[START OF RECORD EXTRACTS]

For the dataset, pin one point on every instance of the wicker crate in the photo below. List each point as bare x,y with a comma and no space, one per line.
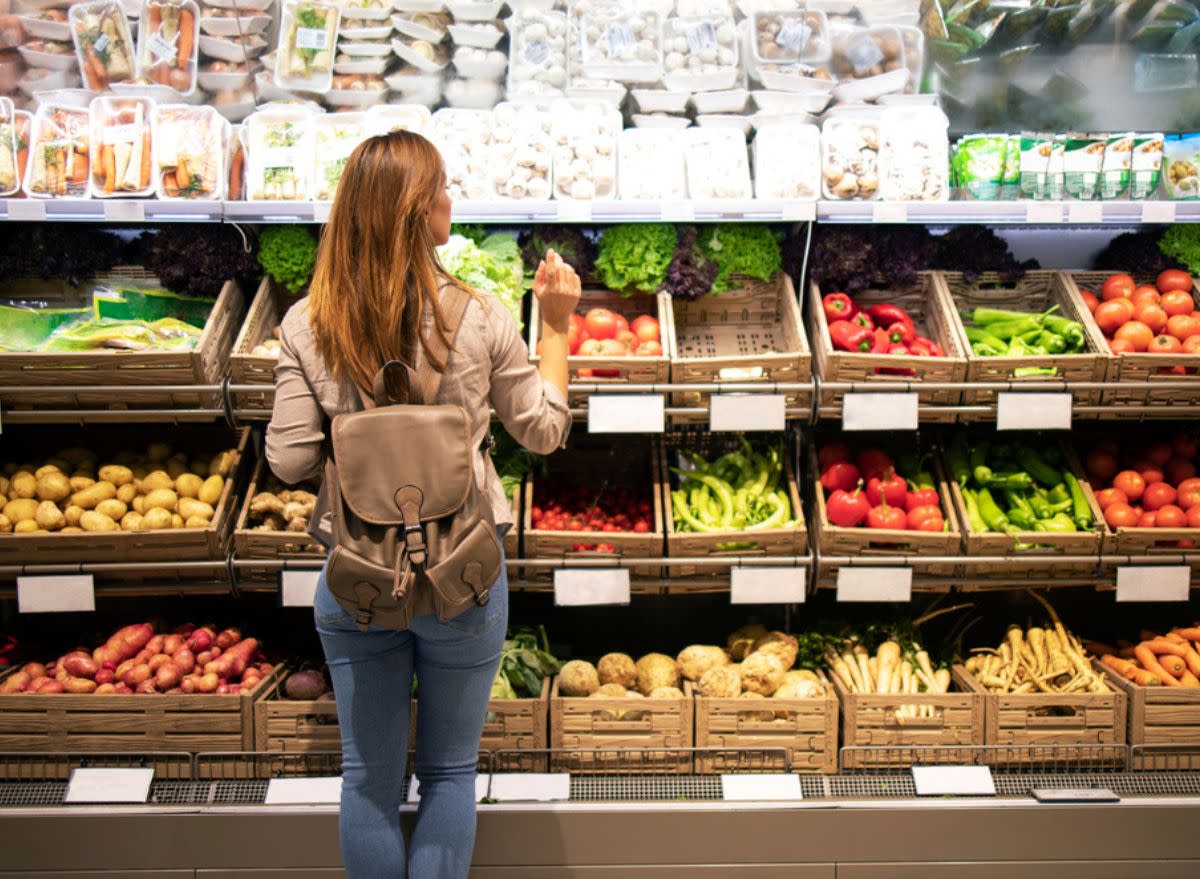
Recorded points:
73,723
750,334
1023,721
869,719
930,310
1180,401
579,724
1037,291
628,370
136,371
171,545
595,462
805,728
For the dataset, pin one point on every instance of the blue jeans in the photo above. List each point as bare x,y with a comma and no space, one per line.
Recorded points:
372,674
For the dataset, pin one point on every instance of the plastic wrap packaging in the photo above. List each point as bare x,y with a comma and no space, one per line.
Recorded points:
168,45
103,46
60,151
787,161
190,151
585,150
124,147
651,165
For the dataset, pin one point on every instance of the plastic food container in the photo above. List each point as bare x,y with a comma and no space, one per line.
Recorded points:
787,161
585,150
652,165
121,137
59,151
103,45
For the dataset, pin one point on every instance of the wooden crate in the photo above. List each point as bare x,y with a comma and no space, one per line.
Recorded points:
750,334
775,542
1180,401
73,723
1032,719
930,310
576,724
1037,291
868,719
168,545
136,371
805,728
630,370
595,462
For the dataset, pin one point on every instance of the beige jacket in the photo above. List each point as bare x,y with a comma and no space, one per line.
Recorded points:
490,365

[END OF RECORD EXTRACTS]
[START OF RECORD EXTRACTS]

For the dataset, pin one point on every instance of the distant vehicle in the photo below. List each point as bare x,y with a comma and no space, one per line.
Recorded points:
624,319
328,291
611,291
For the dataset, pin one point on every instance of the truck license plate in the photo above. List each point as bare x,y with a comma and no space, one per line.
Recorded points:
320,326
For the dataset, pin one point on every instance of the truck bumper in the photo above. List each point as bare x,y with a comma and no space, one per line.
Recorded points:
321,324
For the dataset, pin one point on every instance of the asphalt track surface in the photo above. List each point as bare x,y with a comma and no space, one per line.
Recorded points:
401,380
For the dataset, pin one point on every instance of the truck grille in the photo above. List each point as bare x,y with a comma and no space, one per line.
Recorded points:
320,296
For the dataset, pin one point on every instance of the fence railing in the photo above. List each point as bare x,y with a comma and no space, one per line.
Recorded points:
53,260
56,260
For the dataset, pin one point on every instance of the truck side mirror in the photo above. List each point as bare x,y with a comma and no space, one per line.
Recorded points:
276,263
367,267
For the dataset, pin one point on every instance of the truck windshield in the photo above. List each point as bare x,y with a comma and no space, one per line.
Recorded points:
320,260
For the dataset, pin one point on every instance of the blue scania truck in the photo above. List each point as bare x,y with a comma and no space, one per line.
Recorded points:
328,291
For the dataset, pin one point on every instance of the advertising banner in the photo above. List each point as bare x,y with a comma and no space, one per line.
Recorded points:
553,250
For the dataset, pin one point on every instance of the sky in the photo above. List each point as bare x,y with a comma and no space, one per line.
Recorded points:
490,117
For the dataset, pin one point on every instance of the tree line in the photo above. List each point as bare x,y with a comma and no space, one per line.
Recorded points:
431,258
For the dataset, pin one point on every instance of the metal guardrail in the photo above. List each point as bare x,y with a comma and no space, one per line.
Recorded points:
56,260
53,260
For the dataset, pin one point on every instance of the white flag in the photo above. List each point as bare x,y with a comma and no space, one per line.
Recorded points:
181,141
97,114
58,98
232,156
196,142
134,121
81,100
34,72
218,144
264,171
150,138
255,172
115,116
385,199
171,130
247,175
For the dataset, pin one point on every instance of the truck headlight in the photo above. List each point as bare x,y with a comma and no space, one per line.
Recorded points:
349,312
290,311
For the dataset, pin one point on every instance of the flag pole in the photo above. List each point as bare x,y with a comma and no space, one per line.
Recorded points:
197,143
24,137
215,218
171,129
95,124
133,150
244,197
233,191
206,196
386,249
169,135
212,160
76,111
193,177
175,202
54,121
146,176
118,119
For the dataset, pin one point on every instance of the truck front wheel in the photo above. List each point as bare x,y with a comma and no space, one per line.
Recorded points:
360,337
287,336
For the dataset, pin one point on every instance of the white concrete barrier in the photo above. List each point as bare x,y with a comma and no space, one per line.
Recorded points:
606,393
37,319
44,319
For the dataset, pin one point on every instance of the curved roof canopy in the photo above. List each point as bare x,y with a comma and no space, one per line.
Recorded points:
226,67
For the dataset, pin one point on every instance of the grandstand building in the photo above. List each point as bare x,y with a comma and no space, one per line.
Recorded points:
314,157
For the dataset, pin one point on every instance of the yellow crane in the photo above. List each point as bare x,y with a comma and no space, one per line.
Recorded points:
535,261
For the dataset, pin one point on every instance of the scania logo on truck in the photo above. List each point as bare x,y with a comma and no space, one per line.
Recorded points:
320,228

[END OF RECORD EXTRACTS]
[START OF RECORD EXTRACTS]

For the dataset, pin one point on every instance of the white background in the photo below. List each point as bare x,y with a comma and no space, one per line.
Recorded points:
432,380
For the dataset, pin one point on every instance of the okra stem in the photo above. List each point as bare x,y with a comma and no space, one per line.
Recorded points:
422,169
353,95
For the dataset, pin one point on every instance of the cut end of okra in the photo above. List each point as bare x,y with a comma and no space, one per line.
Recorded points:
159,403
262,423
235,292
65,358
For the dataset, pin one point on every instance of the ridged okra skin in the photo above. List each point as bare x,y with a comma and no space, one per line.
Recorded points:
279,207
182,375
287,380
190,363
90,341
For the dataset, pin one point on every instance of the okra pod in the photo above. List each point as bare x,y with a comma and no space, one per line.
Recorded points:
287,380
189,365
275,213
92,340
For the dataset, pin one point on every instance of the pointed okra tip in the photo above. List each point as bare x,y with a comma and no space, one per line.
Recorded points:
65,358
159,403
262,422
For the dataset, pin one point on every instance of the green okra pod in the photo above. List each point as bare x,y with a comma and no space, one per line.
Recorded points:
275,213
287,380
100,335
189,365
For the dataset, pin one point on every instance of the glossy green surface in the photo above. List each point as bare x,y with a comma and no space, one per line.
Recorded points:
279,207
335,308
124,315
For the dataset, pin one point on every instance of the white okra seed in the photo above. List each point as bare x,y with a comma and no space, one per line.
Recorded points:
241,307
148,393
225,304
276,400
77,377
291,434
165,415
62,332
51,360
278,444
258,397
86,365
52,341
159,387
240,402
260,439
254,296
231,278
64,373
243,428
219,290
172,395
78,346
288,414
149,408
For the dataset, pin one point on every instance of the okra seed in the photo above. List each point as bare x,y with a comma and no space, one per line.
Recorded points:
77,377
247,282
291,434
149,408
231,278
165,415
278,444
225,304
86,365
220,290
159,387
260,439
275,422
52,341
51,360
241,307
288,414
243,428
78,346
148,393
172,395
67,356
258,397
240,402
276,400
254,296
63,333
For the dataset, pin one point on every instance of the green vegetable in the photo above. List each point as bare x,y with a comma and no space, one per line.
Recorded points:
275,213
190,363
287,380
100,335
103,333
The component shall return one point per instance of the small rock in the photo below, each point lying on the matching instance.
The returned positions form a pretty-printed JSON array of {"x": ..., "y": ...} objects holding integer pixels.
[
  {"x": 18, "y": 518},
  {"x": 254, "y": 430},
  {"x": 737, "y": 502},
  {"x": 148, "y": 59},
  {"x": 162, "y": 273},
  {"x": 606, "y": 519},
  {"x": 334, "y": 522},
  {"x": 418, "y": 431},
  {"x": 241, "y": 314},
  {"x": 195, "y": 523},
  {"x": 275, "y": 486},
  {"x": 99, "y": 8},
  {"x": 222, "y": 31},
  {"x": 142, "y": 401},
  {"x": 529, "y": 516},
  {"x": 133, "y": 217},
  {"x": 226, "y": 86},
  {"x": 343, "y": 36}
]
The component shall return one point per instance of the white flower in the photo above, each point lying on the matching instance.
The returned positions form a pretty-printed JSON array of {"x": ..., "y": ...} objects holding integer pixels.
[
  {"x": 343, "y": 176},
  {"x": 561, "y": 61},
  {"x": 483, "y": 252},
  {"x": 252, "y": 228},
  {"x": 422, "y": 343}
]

[END OF RECORD EXTRACTS]

Extract every line of the items above that contains the string "shall", reproducing each such line in full.

The component shall return one point per instance of the small rock in the photo below, each point lying on the matching instance.
The component shall return one point per instance of the white flower in the photo above, each point lying on the matching instance.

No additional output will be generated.